» Point localization data
========================================
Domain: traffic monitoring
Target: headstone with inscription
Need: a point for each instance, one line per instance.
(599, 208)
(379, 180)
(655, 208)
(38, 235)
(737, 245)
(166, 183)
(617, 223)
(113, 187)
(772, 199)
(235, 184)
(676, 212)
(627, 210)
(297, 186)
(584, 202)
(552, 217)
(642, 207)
========================================
» What needs to be done
Your reply should repeat the entries above in full, with every character intact.

» Response to the exercise
Domain: traffic monitoring
Target: headstone with inscription
Need: a point for each instance, one line per instance.
(599, 208)
(379, 180)
(655, 208)
(38, 235)
(737, 245)
(166, 183)
(617, 223)
(113, 187)
(772, 199)
(235, 184)
(676, 212)
(627, 210)
(297, 186)
(584, 202)
(552, 217)
(642, 207)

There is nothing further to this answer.